(Exercise inputs)

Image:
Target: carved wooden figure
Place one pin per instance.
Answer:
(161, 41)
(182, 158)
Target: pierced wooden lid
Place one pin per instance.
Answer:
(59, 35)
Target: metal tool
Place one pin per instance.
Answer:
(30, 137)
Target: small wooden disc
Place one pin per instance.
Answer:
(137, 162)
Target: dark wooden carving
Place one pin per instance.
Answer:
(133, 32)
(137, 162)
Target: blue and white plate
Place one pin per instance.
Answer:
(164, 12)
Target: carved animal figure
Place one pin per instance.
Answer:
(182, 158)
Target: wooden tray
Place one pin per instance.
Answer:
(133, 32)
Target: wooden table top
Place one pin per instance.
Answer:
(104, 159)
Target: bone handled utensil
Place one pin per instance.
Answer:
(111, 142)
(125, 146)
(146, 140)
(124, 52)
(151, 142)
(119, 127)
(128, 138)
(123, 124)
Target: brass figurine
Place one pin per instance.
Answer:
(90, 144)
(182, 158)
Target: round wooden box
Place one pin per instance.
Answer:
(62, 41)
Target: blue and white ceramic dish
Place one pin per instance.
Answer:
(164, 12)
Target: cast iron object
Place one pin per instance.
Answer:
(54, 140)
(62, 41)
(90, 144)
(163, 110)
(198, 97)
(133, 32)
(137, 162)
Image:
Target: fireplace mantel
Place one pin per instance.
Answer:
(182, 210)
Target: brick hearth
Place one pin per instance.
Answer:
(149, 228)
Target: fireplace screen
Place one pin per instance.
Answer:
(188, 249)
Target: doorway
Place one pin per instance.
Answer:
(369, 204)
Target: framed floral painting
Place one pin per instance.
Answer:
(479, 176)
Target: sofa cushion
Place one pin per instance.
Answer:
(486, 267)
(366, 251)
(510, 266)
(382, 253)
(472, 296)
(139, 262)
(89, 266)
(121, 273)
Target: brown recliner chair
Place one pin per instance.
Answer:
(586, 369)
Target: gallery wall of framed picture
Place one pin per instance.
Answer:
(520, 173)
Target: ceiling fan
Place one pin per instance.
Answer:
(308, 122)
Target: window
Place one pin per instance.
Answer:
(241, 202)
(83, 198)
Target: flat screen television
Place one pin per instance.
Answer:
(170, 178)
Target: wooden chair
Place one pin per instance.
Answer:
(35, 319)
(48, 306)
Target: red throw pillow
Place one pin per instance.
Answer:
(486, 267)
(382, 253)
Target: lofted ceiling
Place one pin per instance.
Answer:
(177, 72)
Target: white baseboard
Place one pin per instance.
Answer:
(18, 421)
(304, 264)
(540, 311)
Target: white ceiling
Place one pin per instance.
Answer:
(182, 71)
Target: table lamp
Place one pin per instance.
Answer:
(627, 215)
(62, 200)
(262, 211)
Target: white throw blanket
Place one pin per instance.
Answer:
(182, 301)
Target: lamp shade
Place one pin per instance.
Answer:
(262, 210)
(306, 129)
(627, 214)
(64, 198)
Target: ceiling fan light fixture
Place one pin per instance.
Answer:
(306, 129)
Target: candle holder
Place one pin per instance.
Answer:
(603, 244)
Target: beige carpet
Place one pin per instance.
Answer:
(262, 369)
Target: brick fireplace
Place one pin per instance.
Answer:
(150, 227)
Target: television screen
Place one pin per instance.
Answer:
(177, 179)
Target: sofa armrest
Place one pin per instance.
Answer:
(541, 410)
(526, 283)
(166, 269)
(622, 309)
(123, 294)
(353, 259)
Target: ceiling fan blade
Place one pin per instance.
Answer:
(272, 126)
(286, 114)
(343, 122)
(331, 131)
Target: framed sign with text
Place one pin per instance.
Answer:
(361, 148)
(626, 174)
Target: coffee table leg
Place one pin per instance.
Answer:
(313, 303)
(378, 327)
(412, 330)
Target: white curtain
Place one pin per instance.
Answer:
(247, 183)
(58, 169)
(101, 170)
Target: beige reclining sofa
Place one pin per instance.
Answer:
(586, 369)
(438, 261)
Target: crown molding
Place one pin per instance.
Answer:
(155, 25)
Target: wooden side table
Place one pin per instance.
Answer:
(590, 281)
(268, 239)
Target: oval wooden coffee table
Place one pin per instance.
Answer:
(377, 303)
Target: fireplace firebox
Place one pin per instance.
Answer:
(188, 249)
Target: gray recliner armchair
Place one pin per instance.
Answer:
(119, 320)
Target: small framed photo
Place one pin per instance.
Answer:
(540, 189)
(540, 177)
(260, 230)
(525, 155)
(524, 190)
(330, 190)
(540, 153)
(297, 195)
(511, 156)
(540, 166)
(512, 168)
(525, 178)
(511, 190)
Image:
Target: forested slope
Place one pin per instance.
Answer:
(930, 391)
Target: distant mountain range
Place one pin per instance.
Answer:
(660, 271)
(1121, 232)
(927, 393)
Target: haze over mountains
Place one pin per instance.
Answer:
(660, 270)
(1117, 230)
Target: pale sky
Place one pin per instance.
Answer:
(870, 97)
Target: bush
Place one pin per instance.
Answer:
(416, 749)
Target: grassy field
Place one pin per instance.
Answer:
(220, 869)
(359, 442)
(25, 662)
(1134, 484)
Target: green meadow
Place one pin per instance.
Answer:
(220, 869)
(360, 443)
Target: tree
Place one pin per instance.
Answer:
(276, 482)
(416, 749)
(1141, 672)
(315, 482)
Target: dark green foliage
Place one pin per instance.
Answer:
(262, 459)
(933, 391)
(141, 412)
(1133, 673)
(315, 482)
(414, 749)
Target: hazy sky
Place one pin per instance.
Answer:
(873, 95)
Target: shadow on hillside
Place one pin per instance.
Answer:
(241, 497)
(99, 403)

(End Exercise inputs)

About this task
Would you print all of the records exactly as they were given?

Solution to the exercise
Image:
Target: carved wooden figure
Place one pin per instance.
Answer:
(161, 41)
(182, 158)
Target: pierced wooden lid
Place one pin per instance.
Answer:
(59, 35)
Target: metal tool
Place one pin per instance.
Answer:
(30, 137)
Target: small wooden disc
Place one pin per instance.
Answer:
(137, 162)
Target: dark wooden carving
Place one pin per instance.
Answer:
(133, 32)
(137, 162)
Target: blue and white plate
Place one pin per instance.
Answer:
(164, 12)
Target: carved animal figure
Place one pin per instance.
Answer:
(182, 158)
Target: wooden tray
Place one pin per instance.
Answer:
(133, 32)
Target: wooden table top
Place one pin per instance.
Answer:
(104, 159)
Target: bone handled utensil
Place one pin per instance.
Answer:
(111, 142)
(125, 146)
(146, 140)
(124, 52)
(151, 142)
(119, 127)
(128, 138)
(123, 124)
Target: brass figurine
Place one pin per instance.
Answer:
(90, 144)
(182, 158)
Target: round wooden box
Place one pin per instance.
Answer:
(62, 41)
Target: blue and white ceramic dish
Place one pin per instance.
Answer:
(164, 12)
Target: cast iron object
Place one pin per instance.
Answer:
(54, 140)
(62, 41)
(90, 144)
(163, 110)
(198, 97)
(133, 32)
(137, 162)
Image:
Target: fireplace mantel
Place one pin per instance.
Answer:
(182, 210)
Target: brick hearth
Place one pin per instance.
Answer:
(149, 228)
Target: fireplace screen
Place one pin per instance.
Answer:
(188, 249)
Target: doorway
Place one pin per instance.
Answer:
(369, 204)
Target: framed floral painting
Place one pin per instance.
Answer:
(479, 176)
Target: sofa cushion
Place one pin per instance.
Answer:
(486, 267)
(366, 251)
(510, 266)
(382, 253)
(472, 296)
(139, 262)
(89, 266)
(121, 273)
Target: brown recliner chair
Place one pin per instance.
Answer:
(586, 369)
Target: gallery wall of framed picture
Place one pin per instance.
Answer:
(520, 173)
Target: ceiling fan
Place one pin per instance.
Answer:
(308, 122)
Target: window
Place one pin per instance.
Answer:
(241, 202)
(83, 198)
Target: flat screen television
Place one pin per instance.
Answer:
(170, 178)
Target: wooden chair
Place one pin per instance.
Answer:
(35, 319)
(48, 306)
Target: red throw pillow
Place one pin per instance.
Answer:
(486, 267)
(382, 253)
Target: lofted ceiling
Place one pin per instance.
Answer:
(177, 72)
Target: white baseboard
Place one pin per instance.
Answer:
(18, 421)
(304, 264)
(540, 311)
Target: white ceiling
Place one pin per instance.
Answer:
(182, 71)
Target: table lamp
Place one pin per instance.
Answer:
(627, 215)
(62, 200)
(262, 211)
Target: white throw blanket
Place one pin per instance.
Answer:
(182, 301)
Target: lamp shade
Place one pin per instance.
Answer:
(262, 210)
(306, 129)
(627, 214)
(64, 198)
Target: ceiling fan light fixture
Place one pin per instance.
Answer:
(306, 129)
Target: candle holder
Place one pin per instance.
Answer:
(603, 244)
Target: beige carpet
Place one pin per instance.
Answer:
(262, 369)
Target: brick fireplace
Place one pin per instance.
Answer:
(150, 227)
Target: television screen
Place one pin per instance.
Answer:
(177, 179)
Target: sofa armrest
Place one pin per instance.
Answer:
(541, 410)
(526, 283)
(166, 269)
(622, 309)
(123, 294)
(353, 259)
Target: ceiling fan blade
Place one pin per instance.
Answer:
(272, 126)
(286, 114)
(343, 122)
(331, 131)
Target: framed sign with text
Place one pin per instance.
Answer:
(361, 148)
(626, 174)
Target: coffee table leg
Place one pin per instance.
Answer:
(313, 303)
(378, 327)
(412, 330)
Target: white curtain
Place one pin per instance.
Answer:
(247, 183)
(58, 169)
(101, 170)
Target: beige reclining sofa
Place one pin per instance.
Answer:
(586, 369)
(438, 261)
Target: crown molding
Place one pin per instance.
Answer:
(155, 25)
Target: wooden side table
Place one pin per instance.
Answer:
(590, 281)
(268, 239)
Target: oval wooden coffee table
Place one pin per instance.
Answer:
(377, 303)
Target: fireplace firebox
Place one pin per instance.
Answer:
(188, 249)
Target: gray recliner armchair
Place one pin per instance.
Answer:
(119, 320)
Target: small framed photo
Place one pin per instance.
Answer:
(540, 189)
(540, 177)
(260, 230)
(525, 155)
(524, 190)
(330, 190)
(540, 153)
(297, 195)
(511, 156)
(540, 166)
(512, 168)
(525, 178)
(511, 190)
Image:
Target: forested slope
Place one pin per instance.
Answer:
(930, 391)
Target: distant mountain range
Place one pin per instance.
Answer:
(660, 271)
(1121, 232)
(927, 393)
Target: haze over mountains
Place one pin per instance.
Answer:
(660, 270)
(1117, 230)
Target: pale sky
Place one pin per instance.
Answer:
(870, 97)
Target: bush
Place one pin per instance.
Answer:
(416, 749)
Target: grassy field
Place one pin per instance.
Answer:
(220, 869)
(359, 442)
(25, 662)
(1134, 484)
Target: green meadow
Place one pin per instance.
Answer:
(220, 869)
(360, 443)
Target: tree
Place one pin per instance.
Answer:
(276, 482)
(416, 749)
(1141, 672)
(315, 482)
Target: dark green foliage
Place one pin per instance.
Answer:
(262, 459)
(933, 391)
(141, 412)
(1133, 673)
(315, 482)
(414, 749)
Target: hazy sky
Place one pin per instance.
Answer:
(873, 95)
Target: shadow on hillside
Place one pin per instance.
Answer:
(241, 497)
(99, 403)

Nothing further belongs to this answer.